■ **Your task**
Select, from the material below, each line with "ship" in it.
(Information supplied begins)
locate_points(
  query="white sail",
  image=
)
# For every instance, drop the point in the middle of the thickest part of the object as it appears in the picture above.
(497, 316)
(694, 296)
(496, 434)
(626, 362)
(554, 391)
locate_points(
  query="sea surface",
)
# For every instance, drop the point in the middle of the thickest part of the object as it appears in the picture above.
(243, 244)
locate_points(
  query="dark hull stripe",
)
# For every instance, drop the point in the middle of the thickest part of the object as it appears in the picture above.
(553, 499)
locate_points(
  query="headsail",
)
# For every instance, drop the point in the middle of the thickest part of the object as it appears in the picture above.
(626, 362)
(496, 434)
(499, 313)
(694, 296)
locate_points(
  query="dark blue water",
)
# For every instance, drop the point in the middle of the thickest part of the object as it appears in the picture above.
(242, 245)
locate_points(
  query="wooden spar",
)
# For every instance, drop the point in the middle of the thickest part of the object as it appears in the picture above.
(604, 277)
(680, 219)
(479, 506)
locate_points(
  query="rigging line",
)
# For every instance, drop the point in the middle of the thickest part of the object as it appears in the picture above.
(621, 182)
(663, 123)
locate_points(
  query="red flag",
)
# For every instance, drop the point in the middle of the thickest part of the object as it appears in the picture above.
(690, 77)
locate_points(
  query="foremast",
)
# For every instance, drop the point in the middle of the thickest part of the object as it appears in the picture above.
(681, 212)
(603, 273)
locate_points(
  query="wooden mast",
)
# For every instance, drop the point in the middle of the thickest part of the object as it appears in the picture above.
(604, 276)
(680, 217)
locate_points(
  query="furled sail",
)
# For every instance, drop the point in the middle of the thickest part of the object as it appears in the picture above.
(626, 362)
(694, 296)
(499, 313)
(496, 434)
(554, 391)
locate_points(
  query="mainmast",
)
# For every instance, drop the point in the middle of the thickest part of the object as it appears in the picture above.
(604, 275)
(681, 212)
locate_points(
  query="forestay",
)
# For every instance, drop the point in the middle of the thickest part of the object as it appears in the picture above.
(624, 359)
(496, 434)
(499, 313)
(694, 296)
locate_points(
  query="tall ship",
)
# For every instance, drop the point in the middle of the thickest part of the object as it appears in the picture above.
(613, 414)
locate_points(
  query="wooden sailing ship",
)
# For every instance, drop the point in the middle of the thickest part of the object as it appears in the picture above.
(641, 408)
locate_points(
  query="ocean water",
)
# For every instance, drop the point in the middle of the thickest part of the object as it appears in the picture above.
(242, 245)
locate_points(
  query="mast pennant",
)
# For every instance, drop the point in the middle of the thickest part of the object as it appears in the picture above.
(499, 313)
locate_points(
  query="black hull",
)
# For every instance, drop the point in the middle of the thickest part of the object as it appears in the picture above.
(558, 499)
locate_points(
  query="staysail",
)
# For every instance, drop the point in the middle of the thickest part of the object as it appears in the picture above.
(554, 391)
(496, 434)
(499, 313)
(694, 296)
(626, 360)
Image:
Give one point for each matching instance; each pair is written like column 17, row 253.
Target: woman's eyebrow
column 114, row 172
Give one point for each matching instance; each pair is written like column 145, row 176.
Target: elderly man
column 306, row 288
(Information supplied ends)
(Information supplied begins)
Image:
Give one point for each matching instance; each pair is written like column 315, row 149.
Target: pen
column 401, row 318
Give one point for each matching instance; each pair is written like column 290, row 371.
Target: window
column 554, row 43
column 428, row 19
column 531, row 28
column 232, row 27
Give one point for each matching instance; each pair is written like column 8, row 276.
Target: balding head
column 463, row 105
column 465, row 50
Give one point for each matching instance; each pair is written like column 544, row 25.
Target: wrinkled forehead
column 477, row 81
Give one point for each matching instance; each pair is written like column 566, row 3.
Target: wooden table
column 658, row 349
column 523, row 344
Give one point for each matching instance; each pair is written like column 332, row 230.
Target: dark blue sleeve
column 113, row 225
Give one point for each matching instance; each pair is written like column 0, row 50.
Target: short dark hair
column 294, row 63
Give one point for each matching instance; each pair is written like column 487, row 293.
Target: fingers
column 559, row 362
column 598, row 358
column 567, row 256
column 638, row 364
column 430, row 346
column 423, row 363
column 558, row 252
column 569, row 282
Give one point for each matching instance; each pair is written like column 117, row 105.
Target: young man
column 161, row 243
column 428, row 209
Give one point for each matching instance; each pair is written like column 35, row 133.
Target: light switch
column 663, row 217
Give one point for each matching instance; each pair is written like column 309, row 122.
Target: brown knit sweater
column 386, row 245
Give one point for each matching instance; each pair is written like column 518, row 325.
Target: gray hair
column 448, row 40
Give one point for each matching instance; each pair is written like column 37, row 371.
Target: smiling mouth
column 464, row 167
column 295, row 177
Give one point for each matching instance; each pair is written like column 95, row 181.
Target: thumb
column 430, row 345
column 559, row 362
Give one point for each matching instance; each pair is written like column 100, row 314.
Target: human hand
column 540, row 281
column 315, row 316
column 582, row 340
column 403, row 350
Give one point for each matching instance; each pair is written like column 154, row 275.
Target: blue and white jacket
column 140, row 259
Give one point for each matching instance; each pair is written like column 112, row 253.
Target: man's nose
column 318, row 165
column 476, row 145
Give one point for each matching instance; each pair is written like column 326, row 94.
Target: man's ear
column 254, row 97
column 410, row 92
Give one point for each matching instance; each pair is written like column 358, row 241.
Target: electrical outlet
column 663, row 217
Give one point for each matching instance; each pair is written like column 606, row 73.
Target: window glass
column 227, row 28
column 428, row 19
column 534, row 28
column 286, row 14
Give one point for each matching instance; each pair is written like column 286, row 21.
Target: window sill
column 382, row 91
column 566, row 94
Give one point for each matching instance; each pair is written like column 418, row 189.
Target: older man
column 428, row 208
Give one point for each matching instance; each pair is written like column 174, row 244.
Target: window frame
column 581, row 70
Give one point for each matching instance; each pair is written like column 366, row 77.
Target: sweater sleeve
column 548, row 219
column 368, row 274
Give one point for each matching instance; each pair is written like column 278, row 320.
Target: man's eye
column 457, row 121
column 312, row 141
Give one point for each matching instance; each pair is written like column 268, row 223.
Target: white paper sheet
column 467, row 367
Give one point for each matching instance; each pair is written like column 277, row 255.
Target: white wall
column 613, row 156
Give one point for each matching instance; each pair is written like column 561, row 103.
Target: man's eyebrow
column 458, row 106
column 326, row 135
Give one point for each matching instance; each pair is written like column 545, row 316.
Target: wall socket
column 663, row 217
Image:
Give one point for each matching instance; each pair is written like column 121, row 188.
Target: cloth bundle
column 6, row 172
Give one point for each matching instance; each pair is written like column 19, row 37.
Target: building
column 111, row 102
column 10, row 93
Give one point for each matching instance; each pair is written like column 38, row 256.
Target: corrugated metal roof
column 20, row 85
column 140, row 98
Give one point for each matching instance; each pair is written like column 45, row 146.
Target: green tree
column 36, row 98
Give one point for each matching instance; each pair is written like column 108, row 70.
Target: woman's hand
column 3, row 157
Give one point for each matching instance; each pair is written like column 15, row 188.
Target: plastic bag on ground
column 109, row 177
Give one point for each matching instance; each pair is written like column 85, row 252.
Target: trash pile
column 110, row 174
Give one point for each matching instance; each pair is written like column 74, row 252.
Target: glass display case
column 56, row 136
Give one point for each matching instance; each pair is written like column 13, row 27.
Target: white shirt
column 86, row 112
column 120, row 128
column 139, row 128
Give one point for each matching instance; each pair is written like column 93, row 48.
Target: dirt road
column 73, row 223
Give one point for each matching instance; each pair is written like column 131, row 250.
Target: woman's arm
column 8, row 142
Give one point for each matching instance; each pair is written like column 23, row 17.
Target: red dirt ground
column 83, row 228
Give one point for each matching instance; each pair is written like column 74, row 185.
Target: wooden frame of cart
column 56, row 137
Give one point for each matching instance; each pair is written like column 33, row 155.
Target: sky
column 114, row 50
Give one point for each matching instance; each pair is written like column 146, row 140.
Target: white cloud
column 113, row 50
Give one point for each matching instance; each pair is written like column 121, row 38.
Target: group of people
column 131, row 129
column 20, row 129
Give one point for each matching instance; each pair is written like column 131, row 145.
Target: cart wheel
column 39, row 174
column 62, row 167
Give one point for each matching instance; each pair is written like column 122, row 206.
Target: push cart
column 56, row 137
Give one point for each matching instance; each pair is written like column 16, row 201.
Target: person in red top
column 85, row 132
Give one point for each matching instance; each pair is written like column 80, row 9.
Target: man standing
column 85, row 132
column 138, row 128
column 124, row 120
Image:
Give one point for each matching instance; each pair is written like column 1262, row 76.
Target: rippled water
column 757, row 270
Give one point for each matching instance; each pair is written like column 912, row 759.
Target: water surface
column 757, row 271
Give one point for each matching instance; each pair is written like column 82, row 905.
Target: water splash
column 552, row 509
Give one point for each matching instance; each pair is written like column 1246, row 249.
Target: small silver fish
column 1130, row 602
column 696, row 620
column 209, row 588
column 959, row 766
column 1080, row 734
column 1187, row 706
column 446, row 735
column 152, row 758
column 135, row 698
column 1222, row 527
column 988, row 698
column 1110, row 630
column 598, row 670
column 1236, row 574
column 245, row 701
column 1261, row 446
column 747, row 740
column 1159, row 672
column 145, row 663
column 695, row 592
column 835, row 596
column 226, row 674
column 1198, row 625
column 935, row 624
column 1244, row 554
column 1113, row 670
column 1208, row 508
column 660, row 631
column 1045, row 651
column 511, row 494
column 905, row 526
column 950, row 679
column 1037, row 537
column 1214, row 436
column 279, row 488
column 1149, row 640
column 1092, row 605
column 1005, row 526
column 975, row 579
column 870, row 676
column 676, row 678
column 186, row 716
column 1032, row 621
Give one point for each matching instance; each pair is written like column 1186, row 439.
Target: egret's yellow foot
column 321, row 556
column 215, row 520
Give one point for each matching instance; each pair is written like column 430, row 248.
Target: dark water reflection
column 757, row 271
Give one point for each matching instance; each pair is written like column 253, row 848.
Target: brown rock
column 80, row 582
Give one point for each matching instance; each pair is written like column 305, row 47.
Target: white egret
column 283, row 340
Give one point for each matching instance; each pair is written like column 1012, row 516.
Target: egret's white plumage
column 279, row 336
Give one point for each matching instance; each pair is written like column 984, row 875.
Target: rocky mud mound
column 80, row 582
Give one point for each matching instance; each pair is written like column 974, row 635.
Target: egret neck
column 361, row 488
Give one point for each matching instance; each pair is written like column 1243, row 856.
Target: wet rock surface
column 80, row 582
(Information supplied ends)
(Information supplied begins)
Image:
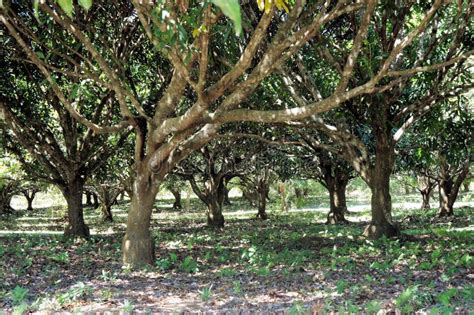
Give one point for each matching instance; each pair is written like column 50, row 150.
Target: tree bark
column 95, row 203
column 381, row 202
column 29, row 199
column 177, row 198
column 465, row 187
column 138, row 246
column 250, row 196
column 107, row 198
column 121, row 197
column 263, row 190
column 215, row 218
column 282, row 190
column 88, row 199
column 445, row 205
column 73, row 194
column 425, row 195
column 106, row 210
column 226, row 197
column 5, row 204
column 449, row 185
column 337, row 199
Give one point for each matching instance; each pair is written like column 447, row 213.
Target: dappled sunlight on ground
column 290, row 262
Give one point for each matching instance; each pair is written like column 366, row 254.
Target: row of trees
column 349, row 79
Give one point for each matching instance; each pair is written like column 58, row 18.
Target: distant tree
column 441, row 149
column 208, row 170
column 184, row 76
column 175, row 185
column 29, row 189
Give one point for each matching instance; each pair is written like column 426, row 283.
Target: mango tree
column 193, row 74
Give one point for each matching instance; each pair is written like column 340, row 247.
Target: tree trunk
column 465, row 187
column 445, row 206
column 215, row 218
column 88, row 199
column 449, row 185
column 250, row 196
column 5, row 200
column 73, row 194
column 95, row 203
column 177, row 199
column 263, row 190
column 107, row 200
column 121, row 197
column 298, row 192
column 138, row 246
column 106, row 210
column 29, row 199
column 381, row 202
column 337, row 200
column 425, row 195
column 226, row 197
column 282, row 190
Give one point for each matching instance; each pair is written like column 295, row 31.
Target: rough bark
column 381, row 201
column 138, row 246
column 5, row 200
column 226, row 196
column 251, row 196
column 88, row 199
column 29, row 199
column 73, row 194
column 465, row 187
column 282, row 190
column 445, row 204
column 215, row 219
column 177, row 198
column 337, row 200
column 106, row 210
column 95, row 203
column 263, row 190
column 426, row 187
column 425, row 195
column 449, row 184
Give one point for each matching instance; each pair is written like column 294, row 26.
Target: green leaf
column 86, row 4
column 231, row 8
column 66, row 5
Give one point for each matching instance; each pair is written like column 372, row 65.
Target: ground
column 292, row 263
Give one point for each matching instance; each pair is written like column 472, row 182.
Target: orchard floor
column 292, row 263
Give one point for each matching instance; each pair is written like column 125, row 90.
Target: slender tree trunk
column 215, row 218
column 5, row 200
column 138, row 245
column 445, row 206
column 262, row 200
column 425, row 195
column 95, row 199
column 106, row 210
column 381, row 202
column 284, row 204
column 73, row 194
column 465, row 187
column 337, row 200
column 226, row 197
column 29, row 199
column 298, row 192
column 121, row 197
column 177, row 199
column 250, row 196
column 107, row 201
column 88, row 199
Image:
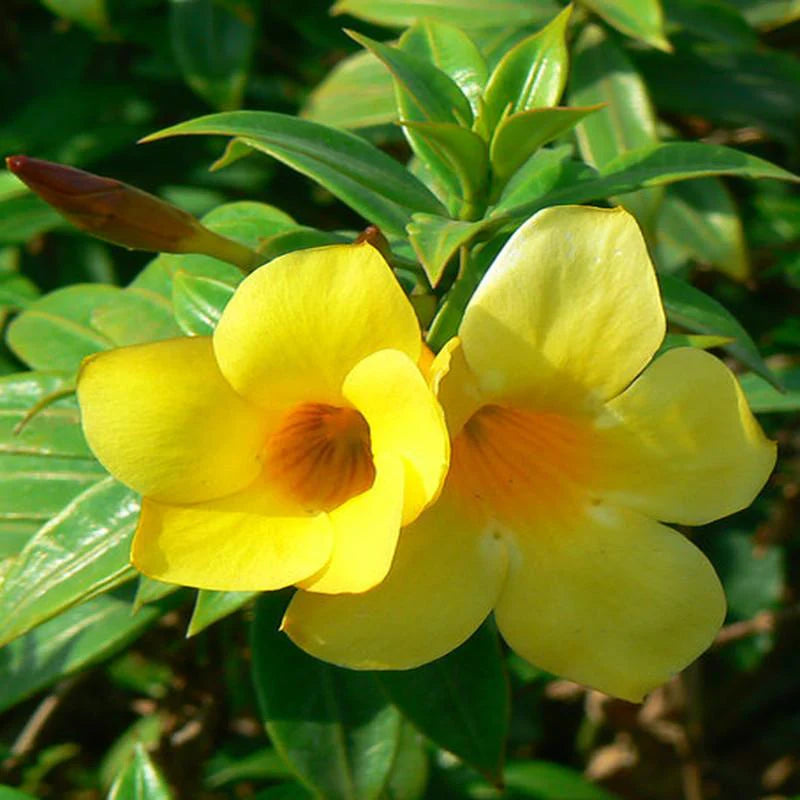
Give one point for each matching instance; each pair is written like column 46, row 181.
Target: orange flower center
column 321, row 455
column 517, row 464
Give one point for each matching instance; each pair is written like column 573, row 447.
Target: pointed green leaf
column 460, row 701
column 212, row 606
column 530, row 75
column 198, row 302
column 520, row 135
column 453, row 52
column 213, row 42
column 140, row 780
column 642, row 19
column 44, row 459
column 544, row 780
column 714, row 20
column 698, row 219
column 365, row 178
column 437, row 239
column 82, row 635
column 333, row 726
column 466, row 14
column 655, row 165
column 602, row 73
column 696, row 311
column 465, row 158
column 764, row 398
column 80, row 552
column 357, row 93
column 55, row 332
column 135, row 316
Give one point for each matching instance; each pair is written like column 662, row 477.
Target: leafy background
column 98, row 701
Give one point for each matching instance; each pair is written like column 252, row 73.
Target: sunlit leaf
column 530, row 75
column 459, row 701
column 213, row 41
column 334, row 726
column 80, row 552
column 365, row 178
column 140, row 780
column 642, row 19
(Information supplied ends)
■ **Answer section**
  query="tall ship",
  query="wooden sailing ship",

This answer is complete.